> **PROBLEM**: Arrange every line of the records below as a Markdown table with the columns Row and Line, numbering the rows and leaving out blank lines. Keep the pictures out of the table.

> **MATERIALS PROVIDED**:
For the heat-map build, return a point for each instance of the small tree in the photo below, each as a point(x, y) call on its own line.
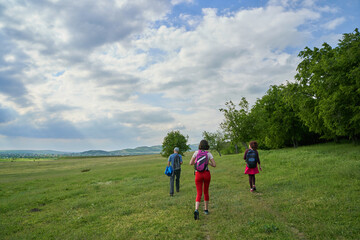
point(215, 140)
point(174, 139)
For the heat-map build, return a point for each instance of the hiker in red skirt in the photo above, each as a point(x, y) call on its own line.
point(251, 157)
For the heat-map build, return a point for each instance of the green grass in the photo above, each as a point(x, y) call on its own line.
point(305, 193)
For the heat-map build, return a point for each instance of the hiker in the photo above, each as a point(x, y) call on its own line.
point(201, 159)
point(175, 160)
point(251, 157)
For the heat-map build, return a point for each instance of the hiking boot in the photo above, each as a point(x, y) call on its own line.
point(196, 215)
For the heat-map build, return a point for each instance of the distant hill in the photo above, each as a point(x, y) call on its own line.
point(143, 150)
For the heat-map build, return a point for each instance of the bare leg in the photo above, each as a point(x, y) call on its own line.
point(197, 204)
point(206, 205)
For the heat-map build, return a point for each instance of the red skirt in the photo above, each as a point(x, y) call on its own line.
point(251, 170)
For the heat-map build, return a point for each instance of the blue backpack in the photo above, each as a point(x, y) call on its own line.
point(251, 159)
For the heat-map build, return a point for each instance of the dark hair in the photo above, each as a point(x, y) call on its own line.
point(204, 145)
point(253, 145)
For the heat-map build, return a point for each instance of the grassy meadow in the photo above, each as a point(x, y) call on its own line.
point(311, 192)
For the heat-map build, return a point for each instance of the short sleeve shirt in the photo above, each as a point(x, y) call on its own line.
point(172, 157)
point(210, 156)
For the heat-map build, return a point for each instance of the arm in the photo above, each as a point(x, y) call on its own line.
point(212, 162)
point(192, 161)
point(259, 161)
point(245, 154)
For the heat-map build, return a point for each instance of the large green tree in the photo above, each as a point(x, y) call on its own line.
point(216, 140)
point(174, 139)
point(328, 88)
point(237, 124)
point(276, 124)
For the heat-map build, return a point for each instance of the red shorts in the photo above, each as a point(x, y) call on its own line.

> **WRITTEN SOLUTION**:
| Row | Line |
|---|---|
| 1 | For the heat-map build, return a point for each instance of the small tree in the photo below, each as a point(x, y) call on its own line. |
| 2 | point(215, 140) |
| 3 | point(174, 139) |
| 4 | For the heat-map build, return a point for each instance of the hiker in red skirt in the photo above, each as a point(x, y) call on its own line. |
| 5 | point(251, 157) |
| 6 | For the heat-map build, return a point for each instance of the green grass in the photo above, each as a point(x, y) call on its own line. |
| 7 | point(305, 193) |
| 8 | For the heat-map build, return a point for each instance of the hiker in the photo above, each as a point(x, y) call on its own line. |
| 9 | point(201, 159) |
| 10 | point(175, 160) |
| 11 | point(251, 157) |
| 12 | For the heat-map build, return a point for each instance of the hiking boot in the photo above, each as a point(x, y) call on its own line. |
| 13 | point(196, 215) |
| 14 | For the heat-map build, return a point for each instance of the distant hill in the photo above, each as a point(x, y) call on its own line. |
| 15 | point(143, 150) |
| 16 | For the heat-map build, return a point for each instance of the bare leg in the photo above, each as a point(x, y) call on its own line. |
| 17 | point(197, 204) |
| 18 | point(206, 205) |
| 19 | For the heat-map build, return a point for each instance of the red skirt in the photo above, each as a point(x, y) call on its own line. |
| 20 | point(251, 170) |
| 21 | For the heat-map build, return a point for each instance of the blue backpack in the photo above, each as a point(x, y) call on its own line. |
| 22 | point(251, 159) |
| 23 | For the heat-map build, return a point for each instance of the dark hair in the photo above, each as a point(x, y) call on its own line. |
| 24 | point(204, 145) |
| 25 | point(253, 145) |
| 26 | For the heat-map build, return a point for each instance of the grassy meadow in the photo above, each as a point(x, y) call on its own line. |
| 27 | point(311, 192) |
| 28 | For the heat-map build, return a point for each instance of the short sleeve shirt in the photo above, each as a point(x, y) call on its own line. |
| 29 | point(172, 157) |
| 30 | point(210, 156) |
| 31 | For the heat-map build, return a point for each instance of the arm in the photo above, each as a point(x, y) call on its own line. |
| 32 | point(212, 162) |
| 33 | point(192, 161) |
| 34 | point(259, 161) |
| 35 | point(245, 154) |
| 36 | For the heat-map build, return a point for each instance of the large green tree in the photo above, each as a point(x, y) call on its own line. |
| 37 | point(216, 140) |
| 38 | point(174, 139) |
| 39 | point(328, 88) |
| 40 | point(237, 124) |
| 41 | point(276, 124) |
| 42 | For the heat-map build, return a point for each instance of the red shorts in the photo above, each as a point(x, y) call on its own line. |